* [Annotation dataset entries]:

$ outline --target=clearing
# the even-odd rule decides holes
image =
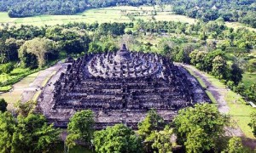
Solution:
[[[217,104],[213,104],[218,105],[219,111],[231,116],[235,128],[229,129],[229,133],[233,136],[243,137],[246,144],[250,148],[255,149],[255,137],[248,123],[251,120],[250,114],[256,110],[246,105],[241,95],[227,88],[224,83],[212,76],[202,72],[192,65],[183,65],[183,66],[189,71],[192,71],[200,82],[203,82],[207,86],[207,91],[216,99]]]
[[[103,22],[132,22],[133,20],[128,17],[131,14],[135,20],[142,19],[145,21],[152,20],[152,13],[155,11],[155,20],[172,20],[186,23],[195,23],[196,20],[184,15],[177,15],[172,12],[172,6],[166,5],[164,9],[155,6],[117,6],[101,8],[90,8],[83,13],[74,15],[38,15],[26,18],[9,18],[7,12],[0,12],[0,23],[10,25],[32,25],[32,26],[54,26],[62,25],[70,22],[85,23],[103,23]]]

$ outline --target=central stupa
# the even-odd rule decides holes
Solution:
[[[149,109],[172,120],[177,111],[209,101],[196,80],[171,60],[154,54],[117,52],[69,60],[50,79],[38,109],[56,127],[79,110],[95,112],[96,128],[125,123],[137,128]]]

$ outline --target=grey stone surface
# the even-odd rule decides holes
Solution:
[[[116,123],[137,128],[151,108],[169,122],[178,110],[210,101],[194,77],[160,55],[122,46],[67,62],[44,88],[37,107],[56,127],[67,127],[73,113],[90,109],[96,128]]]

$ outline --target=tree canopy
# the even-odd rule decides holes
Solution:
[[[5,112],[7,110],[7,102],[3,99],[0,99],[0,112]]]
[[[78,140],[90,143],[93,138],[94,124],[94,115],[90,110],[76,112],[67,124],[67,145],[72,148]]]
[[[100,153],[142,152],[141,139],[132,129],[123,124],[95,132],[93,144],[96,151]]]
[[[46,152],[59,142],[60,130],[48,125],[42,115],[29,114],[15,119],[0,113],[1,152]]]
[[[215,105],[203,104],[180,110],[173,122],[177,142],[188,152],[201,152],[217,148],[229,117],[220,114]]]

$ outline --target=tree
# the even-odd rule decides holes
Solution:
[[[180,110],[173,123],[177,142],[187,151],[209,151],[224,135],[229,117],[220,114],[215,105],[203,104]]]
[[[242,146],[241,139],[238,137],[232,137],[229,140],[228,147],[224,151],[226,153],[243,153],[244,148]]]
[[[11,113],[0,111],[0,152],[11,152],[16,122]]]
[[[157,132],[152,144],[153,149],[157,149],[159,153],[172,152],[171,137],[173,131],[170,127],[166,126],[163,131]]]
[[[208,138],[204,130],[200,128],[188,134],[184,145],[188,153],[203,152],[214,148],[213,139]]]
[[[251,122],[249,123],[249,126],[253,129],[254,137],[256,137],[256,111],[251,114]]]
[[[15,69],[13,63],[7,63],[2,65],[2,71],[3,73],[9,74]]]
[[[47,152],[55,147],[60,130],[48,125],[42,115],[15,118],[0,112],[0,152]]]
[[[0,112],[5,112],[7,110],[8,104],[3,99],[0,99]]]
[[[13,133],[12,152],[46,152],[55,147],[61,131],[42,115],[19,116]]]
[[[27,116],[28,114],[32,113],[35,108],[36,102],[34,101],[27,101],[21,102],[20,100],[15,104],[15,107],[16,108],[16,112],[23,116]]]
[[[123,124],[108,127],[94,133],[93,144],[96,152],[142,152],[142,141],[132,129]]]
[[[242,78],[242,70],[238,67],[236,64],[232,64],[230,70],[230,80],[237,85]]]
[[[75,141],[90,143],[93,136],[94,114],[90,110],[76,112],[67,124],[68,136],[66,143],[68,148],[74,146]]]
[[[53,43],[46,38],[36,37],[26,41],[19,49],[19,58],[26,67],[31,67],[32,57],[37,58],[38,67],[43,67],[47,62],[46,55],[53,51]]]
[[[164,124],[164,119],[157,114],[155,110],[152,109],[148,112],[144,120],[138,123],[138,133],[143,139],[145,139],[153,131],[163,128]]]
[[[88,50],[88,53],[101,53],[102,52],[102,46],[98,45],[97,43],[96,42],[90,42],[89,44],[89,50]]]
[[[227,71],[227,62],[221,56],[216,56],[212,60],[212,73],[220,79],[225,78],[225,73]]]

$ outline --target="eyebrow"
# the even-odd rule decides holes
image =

--

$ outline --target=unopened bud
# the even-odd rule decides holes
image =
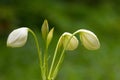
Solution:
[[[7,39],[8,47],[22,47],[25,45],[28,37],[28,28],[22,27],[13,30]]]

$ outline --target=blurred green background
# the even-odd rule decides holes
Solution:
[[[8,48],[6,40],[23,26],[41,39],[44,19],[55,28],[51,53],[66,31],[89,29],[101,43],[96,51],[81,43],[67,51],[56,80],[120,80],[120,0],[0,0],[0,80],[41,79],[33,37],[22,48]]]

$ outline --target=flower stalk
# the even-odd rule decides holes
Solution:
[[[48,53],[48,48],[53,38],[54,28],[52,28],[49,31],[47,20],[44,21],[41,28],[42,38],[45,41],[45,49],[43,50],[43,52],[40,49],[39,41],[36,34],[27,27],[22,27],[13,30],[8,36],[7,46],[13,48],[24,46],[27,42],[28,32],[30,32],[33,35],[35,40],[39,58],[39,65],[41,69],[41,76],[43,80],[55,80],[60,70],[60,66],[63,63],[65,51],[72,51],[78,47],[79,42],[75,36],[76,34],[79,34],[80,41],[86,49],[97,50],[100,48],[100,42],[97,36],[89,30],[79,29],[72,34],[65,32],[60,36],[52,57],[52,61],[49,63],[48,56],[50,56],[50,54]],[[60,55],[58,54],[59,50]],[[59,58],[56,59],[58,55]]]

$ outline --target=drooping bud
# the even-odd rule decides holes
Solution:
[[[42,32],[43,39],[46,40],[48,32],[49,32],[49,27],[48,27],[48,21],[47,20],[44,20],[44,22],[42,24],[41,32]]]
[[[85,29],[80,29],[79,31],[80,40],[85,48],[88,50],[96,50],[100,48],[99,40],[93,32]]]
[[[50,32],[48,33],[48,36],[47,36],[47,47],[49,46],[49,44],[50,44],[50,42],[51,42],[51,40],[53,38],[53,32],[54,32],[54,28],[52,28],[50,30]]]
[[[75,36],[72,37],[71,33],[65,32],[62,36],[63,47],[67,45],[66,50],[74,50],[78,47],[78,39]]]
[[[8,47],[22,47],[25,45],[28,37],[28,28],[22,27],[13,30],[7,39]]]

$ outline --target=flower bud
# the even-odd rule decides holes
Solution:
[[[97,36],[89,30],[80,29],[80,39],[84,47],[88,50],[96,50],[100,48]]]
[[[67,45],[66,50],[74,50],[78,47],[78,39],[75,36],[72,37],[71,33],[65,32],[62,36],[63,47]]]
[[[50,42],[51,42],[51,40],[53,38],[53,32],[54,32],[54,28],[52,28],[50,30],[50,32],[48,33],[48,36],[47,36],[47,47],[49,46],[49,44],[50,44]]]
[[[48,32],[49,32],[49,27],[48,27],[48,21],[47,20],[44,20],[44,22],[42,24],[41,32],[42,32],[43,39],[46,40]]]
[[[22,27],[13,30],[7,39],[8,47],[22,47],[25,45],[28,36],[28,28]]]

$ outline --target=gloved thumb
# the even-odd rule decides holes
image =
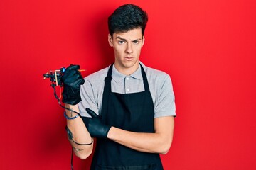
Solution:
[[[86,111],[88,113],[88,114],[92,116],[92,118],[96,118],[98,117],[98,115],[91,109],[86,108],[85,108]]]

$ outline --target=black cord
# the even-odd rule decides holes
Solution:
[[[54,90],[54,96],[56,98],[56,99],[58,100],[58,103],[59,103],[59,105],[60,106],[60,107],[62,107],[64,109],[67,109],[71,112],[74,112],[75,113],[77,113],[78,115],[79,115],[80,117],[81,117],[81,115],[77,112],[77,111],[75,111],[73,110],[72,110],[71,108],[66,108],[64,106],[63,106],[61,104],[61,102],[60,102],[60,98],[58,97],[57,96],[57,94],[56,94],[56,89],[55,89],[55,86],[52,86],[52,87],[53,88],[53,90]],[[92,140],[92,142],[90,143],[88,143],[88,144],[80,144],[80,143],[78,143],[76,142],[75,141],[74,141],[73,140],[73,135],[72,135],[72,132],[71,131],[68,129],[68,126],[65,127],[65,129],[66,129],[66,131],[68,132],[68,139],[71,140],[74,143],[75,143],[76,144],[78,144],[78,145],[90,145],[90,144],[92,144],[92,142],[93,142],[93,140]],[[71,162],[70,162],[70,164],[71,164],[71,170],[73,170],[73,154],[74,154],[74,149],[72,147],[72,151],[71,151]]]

* [Required work]:
Pick out every line in the listing that contains the string "tree" and copy each one.

* [Reply to the exercise]:
$ outline --target=tree canopy
$ outline --target=tree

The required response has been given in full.